* [EXERCISE TASKS]
• 1. Answer each question from the text on leaf mulch, one answer per line and marked (a), (b), (c) like the questions.
(a) Which plants does a layer of leaf mulch insulate in plant beds?
(b) What does the decomposition process do to garden soil in the spring?
(c) In what shape should the root ball be covered around trees and larger shrubs?
• 2. In one to three sentences, explain the reason the leaf mulch text gives for pushing the leaves back a few inches from the base of trees and larger shrubs.
• 3. Carry on the text about leaf mulch from the point where it ends.

Leaf mulch can be used in your plant beds and vegetable gardens. By using a layer of leaf mulch in your plant beds, you are providing insulation to your perennials and smaller shrubs which will help ensure their more delicate root systems survive our cold winters. But the benefits don’t stop there. Letting leaves decompose in a vegetable garden helps to replace depleted nutrients as well as provides shelter for beneficial insects over the winter. The decomposition process itself will help warm your garden soil sooner in the spring. All of which will build healthier garden soil and increase your vegetable garden’s success next season.
Leaf mulch can also be used around the base of trees and larger shrubs. You will want to cover the root ball in the shape of a donut around the plant base, making sure leaves are not piled against the central stem or trunk of the plant. Just as you would with other mulches, you will want to push the leaves back a few inches to provide proper airflow and prevent conditions that promote pests and disease.

* [DATA SECTION]

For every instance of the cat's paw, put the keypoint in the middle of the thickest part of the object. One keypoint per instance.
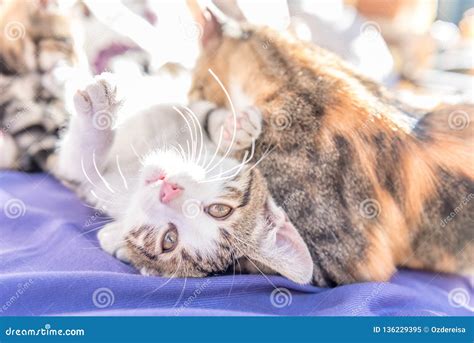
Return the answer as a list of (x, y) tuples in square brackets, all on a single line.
[(8, 151), (112, 241), (98, 101), (240, 131)]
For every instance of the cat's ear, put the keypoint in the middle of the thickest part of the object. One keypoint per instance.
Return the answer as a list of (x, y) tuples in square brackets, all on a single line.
[(282, 248), (210, 26)]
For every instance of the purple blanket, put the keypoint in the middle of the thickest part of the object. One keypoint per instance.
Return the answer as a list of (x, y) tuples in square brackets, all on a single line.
[(51, 264)]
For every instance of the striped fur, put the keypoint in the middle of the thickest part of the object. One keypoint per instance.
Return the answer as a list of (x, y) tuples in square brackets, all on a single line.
[(367, 186), (35, 39)]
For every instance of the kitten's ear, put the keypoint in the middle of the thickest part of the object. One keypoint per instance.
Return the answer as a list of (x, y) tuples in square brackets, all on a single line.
[(211, 28), (282, 248)]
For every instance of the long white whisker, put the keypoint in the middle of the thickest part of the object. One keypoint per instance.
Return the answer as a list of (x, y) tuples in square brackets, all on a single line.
[(99, 198), (100, 175), (220, 178), (120, 172), (85, 173), (265, 154), (183, 153), (217, 150), (245, 160), (200, 132), (189, 128), (140, 158), (229, 148)]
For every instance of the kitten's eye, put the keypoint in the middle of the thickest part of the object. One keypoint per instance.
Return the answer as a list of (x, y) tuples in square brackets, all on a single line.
[(170, 239), (219, 211)]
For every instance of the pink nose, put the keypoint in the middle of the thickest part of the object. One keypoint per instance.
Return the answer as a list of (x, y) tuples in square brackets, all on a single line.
[(169, 192)]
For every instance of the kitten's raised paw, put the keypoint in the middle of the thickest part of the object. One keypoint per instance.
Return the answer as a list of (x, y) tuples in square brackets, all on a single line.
[(98, 101), (241, 131)]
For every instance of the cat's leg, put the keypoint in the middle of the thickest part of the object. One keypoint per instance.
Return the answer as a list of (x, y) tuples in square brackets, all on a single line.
[(85, 146), (112, 240), (236, 132), (8, 151)]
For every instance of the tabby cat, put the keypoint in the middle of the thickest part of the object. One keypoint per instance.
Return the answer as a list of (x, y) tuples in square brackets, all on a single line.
[(367, 185), (177, 209), (35, 40)]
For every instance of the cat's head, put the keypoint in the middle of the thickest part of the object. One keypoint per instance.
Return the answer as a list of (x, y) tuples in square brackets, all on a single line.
[(35, 35), (184, 220), (230, 49)]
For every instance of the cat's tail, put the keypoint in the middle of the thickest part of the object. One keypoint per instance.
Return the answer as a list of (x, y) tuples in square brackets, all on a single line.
[(447, 133)]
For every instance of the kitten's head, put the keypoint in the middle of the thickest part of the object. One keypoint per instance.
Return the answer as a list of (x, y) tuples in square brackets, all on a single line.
[(36, 35), (184, 221)]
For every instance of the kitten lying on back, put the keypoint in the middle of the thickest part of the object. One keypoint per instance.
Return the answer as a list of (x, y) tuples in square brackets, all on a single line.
[(367, 187), (177, 208), (35, 39)]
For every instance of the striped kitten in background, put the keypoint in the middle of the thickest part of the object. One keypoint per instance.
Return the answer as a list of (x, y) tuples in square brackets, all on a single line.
[(368, 186), (36, 42)]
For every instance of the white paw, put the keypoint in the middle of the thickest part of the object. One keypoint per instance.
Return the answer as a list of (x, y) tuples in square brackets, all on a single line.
[(112, 241), (8, 151), (98, 101), (238, 133)]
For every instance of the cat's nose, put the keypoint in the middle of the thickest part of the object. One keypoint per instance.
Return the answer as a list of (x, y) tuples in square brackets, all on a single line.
[(169, 191)]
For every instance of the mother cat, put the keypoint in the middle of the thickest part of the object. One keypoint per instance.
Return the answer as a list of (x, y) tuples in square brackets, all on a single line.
[(367, 185)]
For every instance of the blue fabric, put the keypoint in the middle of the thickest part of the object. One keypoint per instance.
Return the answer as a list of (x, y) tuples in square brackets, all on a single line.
[(51, 264)]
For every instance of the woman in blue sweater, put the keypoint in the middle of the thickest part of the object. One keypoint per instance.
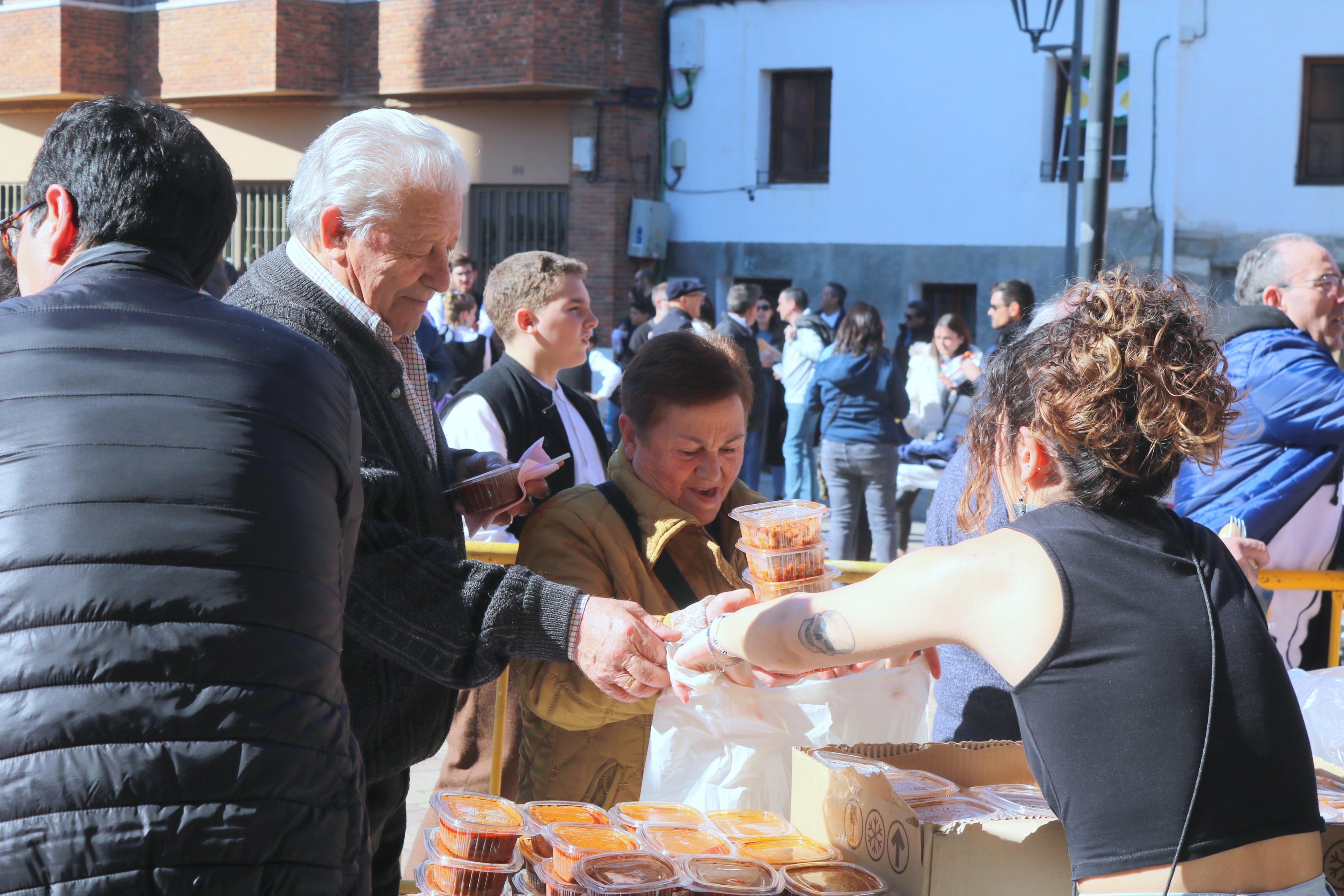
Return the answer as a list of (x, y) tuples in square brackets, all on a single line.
[(859, 395)]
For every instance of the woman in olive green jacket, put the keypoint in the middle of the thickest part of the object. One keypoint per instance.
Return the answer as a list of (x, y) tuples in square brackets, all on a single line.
[(683, 433)]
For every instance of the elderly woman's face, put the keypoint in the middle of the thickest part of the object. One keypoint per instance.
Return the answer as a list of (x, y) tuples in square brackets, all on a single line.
[(398, 265), (691, 456)]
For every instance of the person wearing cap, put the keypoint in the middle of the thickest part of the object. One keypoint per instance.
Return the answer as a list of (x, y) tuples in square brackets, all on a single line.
[(686, 297)]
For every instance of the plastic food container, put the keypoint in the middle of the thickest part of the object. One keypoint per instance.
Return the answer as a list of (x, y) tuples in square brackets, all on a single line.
[(786, 565), (532, 860), (478, 828), (730, 876), (831, 879), (772, 590), (572, 841), (684, 840), (741, 824), (634, 815), (540, 813), (782, 524), (628, 875), (1019, 800), (944, 811), (447, 874), (488, 491), (551, 884), (787, 851), (916, 786)]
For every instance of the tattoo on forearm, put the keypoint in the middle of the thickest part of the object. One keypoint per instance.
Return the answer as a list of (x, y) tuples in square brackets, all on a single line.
[(827, 633)]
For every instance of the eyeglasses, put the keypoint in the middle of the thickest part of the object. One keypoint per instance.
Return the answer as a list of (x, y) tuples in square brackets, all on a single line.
[(1328, 284), (10, 227)]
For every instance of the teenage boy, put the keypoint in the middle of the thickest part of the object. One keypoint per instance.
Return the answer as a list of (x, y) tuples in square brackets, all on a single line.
[(542, 312)]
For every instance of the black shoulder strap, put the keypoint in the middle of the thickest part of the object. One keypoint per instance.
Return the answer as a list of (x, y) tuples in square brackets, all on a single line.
[(666, 569)]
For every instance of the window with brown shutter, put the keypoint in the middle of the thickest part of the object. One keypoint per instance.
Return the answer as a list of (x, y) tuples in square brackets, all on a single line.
[(1320, 147), (800, 128)]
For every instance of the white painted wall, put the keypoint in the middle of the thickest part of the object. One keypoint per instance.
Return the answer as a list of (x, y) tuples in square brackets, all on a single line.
[(937, 116)]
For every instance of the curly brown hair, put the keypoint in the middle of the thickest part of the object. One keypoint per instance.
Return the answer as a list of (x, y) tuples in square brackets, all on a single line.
[(1123, 389)]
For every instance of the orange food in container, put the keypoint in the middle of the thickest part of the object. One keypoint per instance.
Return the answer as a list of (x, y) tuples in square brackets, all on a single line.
[(741, 824), (488, 491), (772, 590), (628, 875), (786, 565), (790, 849), (1017, 800), (572, 843), (944, 811), (553, 886), (684, 840), (478, 828), (634, 815), (730, 876), (831, 879), (540, 813), (447, 874), (782, 524)]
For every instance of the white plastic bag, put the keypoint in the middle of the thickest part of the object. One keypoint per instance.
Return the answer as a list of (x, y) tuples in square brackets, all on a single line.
[(1322, 698), (733, 747)]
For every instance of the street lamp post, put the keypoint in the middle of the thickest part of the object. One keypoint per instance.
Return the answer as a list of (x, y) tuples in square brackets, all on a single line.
[(1038, 19)]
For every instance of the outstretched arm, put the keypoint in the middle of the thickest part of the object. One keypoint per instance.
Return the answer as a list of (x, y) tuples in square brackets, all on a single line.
[(998, 595)]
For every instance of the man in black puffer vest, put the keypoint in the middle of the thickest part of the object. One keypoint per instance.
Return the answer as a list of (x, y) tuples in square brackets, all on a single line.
[(178, 514), (370, 249)]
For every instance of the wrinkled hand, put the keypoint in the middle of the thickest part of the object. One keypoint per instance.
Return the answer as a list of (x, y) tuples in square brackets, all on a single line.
[(484, 462), (1251, 555), (621, 649)]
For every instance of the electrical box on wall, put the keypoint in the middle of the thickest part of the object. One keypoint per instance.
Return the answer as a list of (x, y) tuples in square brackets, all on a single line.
[(648, 229), (686, 45), (582, 154)]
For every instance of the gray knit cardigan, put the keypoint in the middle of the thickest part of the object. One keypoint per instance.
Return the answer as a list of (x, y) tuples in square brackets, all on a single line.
[(421, 620)]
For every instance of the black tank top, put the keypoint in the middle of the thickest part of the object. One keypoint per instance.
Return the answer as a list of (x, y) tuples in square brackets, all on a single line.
[(1113, 716)]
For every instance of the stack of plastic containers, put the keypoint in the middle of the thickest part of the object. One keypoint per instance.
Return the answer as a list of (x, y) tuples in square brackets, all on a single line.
[(559, 848), (474, 852), (784, 547)]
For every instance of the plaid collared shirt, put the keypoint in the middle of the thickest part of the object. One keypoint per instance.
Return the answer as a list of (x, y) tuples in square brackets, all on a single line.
[(405, 350)]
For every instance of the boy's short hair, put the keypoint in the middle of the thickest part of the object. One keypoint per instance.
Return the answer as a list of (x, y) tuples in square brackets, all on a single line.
[(526, 280), (457, 306)]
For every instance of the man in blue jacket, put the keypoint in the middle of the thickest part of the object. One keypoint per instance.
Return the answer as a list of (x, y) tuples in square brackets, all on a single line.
[(1282, 468)]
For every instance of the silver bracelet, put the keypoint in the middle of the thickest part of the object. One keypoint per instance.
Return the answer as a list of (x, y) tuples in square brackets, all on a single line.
[(714, 643)]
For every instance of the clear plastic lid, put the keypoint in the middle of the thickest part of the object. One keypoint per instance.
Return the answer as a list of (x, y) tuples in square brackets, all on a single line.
[(439, 855), (771, 590), (741, 824), (577, 840), (832, 879), (684, 840), (915, 785), (541, 813), (787, 851), (632, 815), (551, 882), (1019, 800), (478, 813), (782, 524), (730, 875), (836, 761), (944, 811), (627, 874)]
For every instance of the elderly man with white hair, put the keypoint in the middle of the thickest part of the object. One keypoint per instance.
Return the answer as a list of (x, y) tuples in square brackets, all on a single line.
[(376, 210)]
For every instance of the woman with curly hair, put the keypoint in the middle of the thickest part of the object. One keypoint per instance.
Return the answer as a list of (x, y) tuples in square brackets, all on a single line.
[(1155, 711)]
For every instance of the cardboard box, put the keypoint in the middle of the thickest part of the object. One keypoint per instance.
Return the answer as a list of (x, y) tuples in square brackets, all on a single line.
[(871, 827)]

* [SOLVED TASKS]
• 1.
(a) Perennials and smaller shrubs.
(b) It helps warm the garden soil sooner.
(c) The shape of a donut around the plant base.

• 2. Pushing the leaves back a few inches provides proper airflow. It also prevents conditions that promote pests and disease.

• 3.
Make Better Compost
Another option for your leaves is to add them to your compost. Compost is an amazing organic fertilizer that will improve your soil’s texture and fertility. The secret to making a fast compost teeming with the beneficial bacteria your garden craves is providing the right balance of materials. The healthy bacteria in compost need both nitrogen and carbon to effectively do their work. Carbon provides energy to the bacteria, where nitrogen provides protein synthesis. For every 1 unit of nitrogen used, bacteria needs 30 units of carbon. That’s a lot of carbon.
Where nitrogen rich ingredients are usually moist and green, such as grass clippings, vegetable waste and plant prunings, carbon rich ingredients are usually dry and often brown in colour, such as hay, straw, paper, cardboard and dry leaves.
The closer your carbon to nitrogen ratio is to 30:1, the faster and more productive the beneficial bacteria will be at creating a superior compost, so don’t be afraid to load up your bin with a bunch of leaves. Just make sure your leaves are chopped and stay moist, the bacteria will do the rest.
Make Leaf Mold
If your plants are mulched and compost full, a third option is to create leaf mold to be used in the spring. Leaf mold is another nutrient rich organic matter similar to compost, however it is the result of letting leaves sit to decompose over time. Leaf mold is what coats our forrest floors giving them that sponge like quality when walked on. It is dark brown or black in colour, has a crumbly texture and an earthy aroma similar to compost. Leaf mold can hold 300 to 500 percent of its own weight in water, making it an ideal soil conditioner for creating moist beds needed for sprouting seeds in the spring.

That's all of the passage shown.